> _Task brief_: From the article on the Shortwave Theatre Festival, give the title of the first song Sarfeld wrote after having a concussion.

Editor's Note: Karim Mosna works at CFRC.
Last week CFRC 101.9 FM in Kingston presented the Shortwave Theatre Festival, a series of original shows from Kingston-affiliated playwrights, directors, sound designers and actors.
One of the shows was Half Past Lunchtime by Haley Sarfeld. Half Past Lunchtime is told from the point of view of a feline flaneur who meets a forager, a full-time worker, a concussed daydreamer, a robin, a widow and cucumber beetles.
“All the characters are dealing with a lot of grief from isolation or a brain injury, and the disability it creates, and from widowhood or even the grief of gardening and there’s bugs all over plants. I just wanted to see when people bump up against each other in those moments of grieving and kind of have some relief from it,” says Sarfeld.
Sarfeld credits her neighbourhood located near Friendship Park, and Belle Park as sources of inspiration for the strong nature component of the production.
“I’ve lived in this neigbourhood and around it for a few years, there’s a lot of gardening, a lot of food sharing…really free veggie markets happen in this neighbourhood and there’s a really strong sense of connection in that community, and we’re near Belle Park…there was a bioblitz where people collect data to show much life there is in places under threat by developers,” says Sarfeld.
She also cites another local park’s Facebook group as an inspiration.
Sarfeld composed the music, sang, played the guitar, piano, melodica, egg shakers and a yogurt container tambourine.
“This was my first time really having to perform everything by myself…. I actually can play these instruments.”
The first song she composed came from her experience of suffering a concussion.
“There’s a line in the song Strawberry brain which is the first song I wrote after having a concussion…when I was initially experiencing concussion symptoms, part of me was thinking this is such good creative fodder, but I am mentally, emotionally and physically broken… I was writing these little lines, I have a strawberry brain, my brain’s like a bruised strawberry,” says Sarfeld.

> _Photo-based referring expression data_:

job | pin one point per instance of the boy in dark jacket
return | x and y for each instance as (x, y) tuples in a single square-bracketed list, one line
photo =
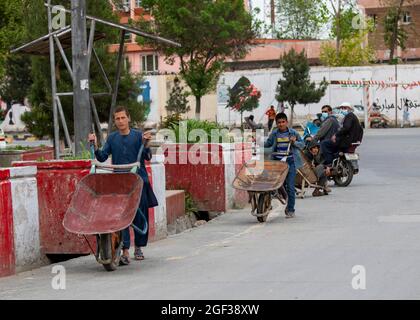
[(285, 143), (350, 132)]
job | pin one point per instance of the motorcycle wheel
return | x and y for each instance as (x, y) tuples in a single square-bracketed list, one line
[(264, 203), (110, 249), (345, 174)]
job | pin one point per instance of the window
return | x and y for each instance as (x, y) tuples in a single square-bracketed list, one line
[(374, 18), (406, 17), (150, 63), (127, 37)]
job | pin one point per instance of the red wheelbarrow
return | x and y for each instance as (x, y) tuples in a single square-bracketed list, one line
[(104, 204)]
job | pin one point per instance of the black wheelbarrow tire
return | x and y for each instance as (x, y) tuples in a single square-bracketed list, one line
[(110, 249), (264, 201)]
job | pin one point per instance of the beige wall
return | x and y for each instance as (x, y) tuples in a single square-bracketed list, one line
[(160, 92)]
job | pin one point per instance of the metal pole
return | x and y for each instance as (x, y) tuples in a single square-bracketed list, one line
[(396, 96), (53, 87), (97, 122), (63, 121), (117, 81), (81, 103)]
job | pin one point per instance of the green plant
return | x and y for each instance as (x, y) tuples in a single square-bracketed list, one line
[(296, 86), (194, 126), (84, 155), (209, 32), (170, 121), (243, 96)]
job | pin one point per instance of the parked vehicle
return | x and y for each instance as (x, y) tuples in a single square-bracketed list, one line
[(2, 139), (345, 166)]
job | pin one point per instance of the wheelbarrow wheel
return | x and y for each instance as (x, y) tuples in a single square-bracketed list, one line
[(110, 250), (264, 203)]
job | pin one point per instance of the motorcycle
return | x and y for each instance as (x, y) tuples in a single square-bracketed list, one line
[(345, 166)]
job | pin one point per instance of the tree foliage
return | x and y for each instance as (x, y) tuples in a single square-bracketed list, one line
[(353, 52), (12, 29), (39, 93), (394, 33), (209, 33), (244, 96), (295, 86), (301, 19), (178, 99)]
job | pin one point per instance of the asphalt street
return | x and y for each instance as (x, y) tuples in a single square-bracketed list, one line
[(359, 242)]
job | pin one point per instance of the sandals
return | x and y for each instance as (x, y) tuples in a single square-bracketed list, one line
[(138, 254), (124, 260)]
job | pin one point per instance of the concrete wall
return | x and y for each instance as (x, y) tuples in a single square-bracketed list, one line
[(19, 216), (161, 87), (266, 81)]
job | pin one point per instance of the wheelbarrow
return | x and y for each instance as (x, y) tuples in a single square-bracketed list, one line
[(104, 204), (263, 180)]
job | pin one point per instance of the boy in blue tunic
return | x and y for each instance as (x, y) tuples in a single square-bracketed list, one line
[(124, 146), (285, 143)]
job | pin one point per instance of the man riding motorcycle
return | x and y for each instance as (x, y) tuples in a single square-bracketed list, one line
[(351, 132)]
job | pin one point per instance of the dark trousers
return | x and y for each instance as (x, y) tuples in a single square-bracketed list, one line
[(329, 149), (290, 186), (139, 240), (320, 173), (270, 124)]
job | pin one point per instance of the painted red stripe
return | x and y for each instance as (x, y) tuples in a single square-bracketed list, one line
[(7, 252)]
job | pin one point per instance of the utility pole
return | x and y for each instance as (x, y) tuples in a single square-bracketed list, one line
[(273, 18), (81, 96)]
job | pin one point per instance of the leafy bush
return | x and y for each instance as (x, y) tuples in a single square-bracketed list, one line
[(204, 126)]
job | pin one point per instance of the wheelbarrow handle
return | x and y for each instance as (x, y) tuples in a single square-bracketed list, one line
[(115, 166)]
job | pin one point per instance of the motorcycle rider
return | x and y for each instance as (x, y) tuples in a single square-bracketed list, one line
[(329, 125), (314, 155), (350, 132)]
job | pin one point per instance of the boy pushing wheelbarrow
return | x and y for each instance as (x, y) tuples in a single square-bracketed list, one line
[(124, 146)]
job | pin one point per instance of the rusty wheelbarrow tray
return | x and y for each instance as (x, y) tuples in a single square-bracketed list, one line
[(263, 180), (104, 203), (305, 177), (259, 176)]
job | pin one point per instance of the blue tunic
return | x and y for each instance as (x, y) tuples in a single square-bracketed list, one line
[(124, 150)]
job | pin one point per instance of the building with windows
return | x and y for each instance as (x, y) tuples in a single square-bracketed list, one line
[(142, 59), (410, 22)]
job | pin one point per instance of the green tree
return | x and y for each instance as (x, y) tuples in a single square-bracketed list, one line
[(12, 29), (178, 99), (353, 52), (209, 33), (348, 24), (16, 80), (243, 96), (296, 86), (395, 34), (40, 90), (300, 19)]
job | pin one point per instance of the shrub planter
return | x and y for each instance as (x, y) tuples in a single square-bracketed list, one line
[(207, 171)]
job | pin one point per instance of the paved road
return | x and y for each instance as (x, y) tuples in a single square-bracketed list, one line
[(373, 223)]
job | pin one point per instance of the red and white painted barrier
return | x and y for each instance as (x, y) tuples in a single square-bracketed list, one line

> _Response area_: Strawberry brain